= Reading passage =

* start *

Classification and regression tasks are very similar. If done, for example, via neural networks, then a network for regression will differ from the corresponding network for classification only in activation function of the output neuron and the loss function.

The idea is to bin the target variable for the regression task, make a classification on the binned labels, and then use predict_proba to get the probability of the predicted values to be in a certain interval.

The prediction probability for the initial regression task can be estimated based on the results of predict_proba for the corresponding classification.

This is how it can be done for the same toy problem as shown on the picture in the question. The task is to learn a 1-D gaussian function

def gaussian(x, mu, sig):
    return np.exp(-np.square((x-mu)/sig)/2)

given some training data.

I build the following neural network in Keras:

enter image description here

The network is trained simultaneously for both classification and regression. It splits only in the last layer. The input is one-dimensional. The hidden layer has 10 neurons. The output layer for regression is one neuron with the linear activation. The output layer for classification has several softmax neurons. Their amount depends on how many bins are filled with target variables.

In this toy example, I have 6 training data points:

# training data
x_train = np.atleast_2d([3.2487, -1.2235, -10.0, 10.0, -5.7789, 6.6834]).T
y_train = gaussian(x_train, mu, sig)

I divide the whole range were the target variable changes (0 to 1) into 10 bins. Each bin is 0.1 wide. The amount of bins can be thought of as a hyper-parameter. The more bins the closer the classification problem to the corresponding regression problem. But too many bins is probably not good.

# Binning the target variable
hist, bin_edges = np.histogram(y_train, bins=np.linspace(0, 1, 11))
y_c = np.digitize(y_train, bin_edges)
n_classes = len(np.unique(y_c))

# Binarize targets for classification
lb = LabelBinarizer()
y_b = lb.fit_transform(y_c)

The training data fall into three bins. You can see in the picture why. The four points far on each side (two on the left side, and two on the right side) are all in one bin, and each of the remaining points in the middle is in a separate bin. The remaining seven bins are empty. So, the output layer for the classification task has 3 softmax neurons. I use 1-hot encoding for the labels.

This is the network:

# NNet with one input and two outputs: one for reg, another for clf
main_input = Input(shape=(1,), dtype='float32', name='main_input')
hidden = Dense(10, input_dim=1, activation='tanh')(main_input)
reg_output = Dense(1, activation='linear', name='reg_output')(hidden)
clf_output = Dense(n_classes, activation='softmax', name='clf_output')(hidden)
model = Model(inputs=[main_input], outputs=[reg_output, clf_output])

Different loss functions are used for classification and regression. I also assign different loss weights which can be thought of as another hyper-parameter.

model.compile(optimizer='adam',
              loss={'reg_output': 'mse', 'clf_output': 'categorical_crossentropy'},
              loss_weights={'reg_output': 1., 'clf_output': 0.2})

* end *

= Provided material =
* start *

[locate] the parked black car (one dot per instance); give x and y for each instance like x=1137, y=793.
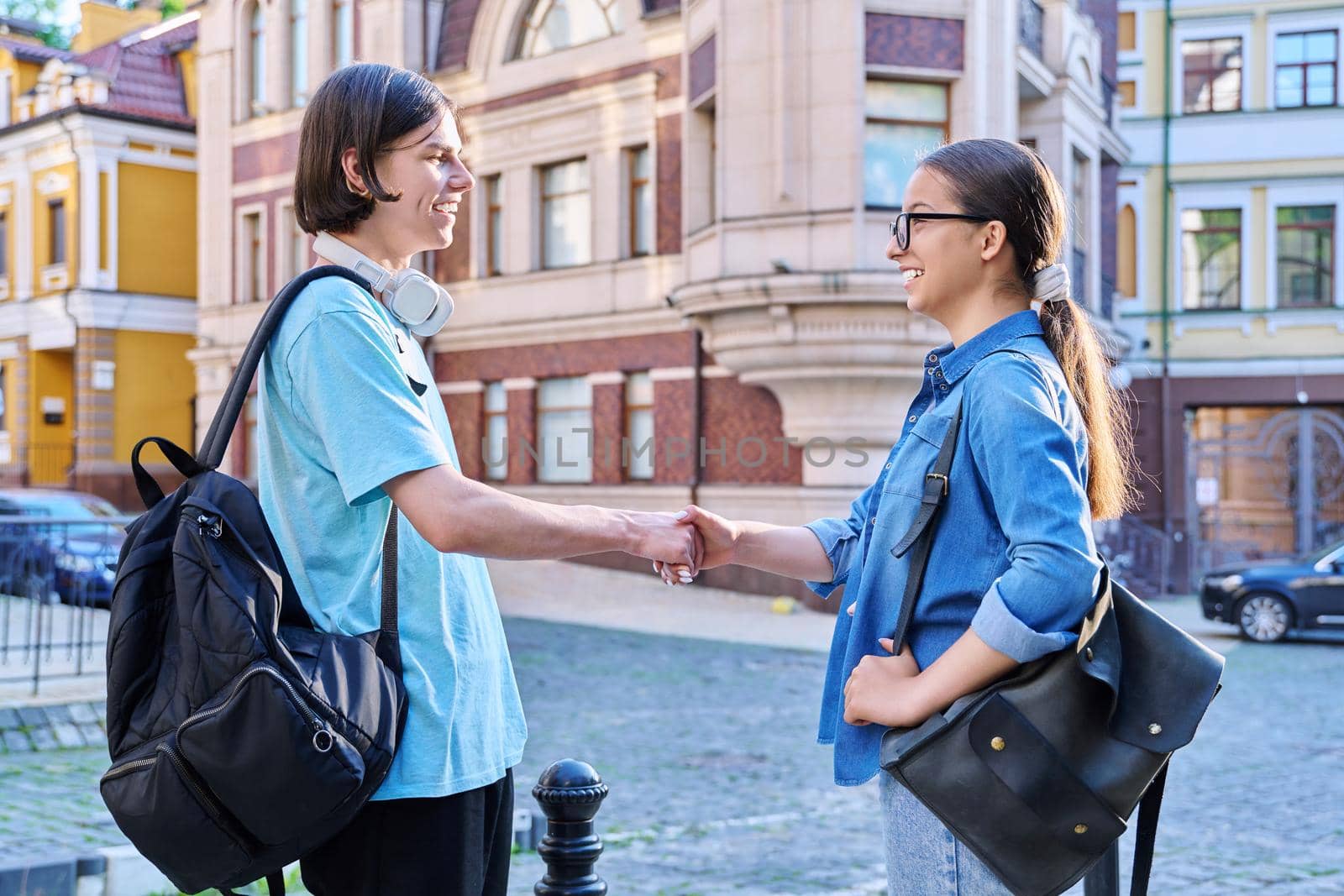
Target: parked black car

* end *

= Directions =
Answer these from the text on regression via classification:
1. How many neurons are in the hidden layer?
2. How wide is each bin of the target variable?
3. What loss weight is given to the classification output?
The material has no connection to the text on regression via classification.

= Result =
1. 10
2. 0.1
3. 0.2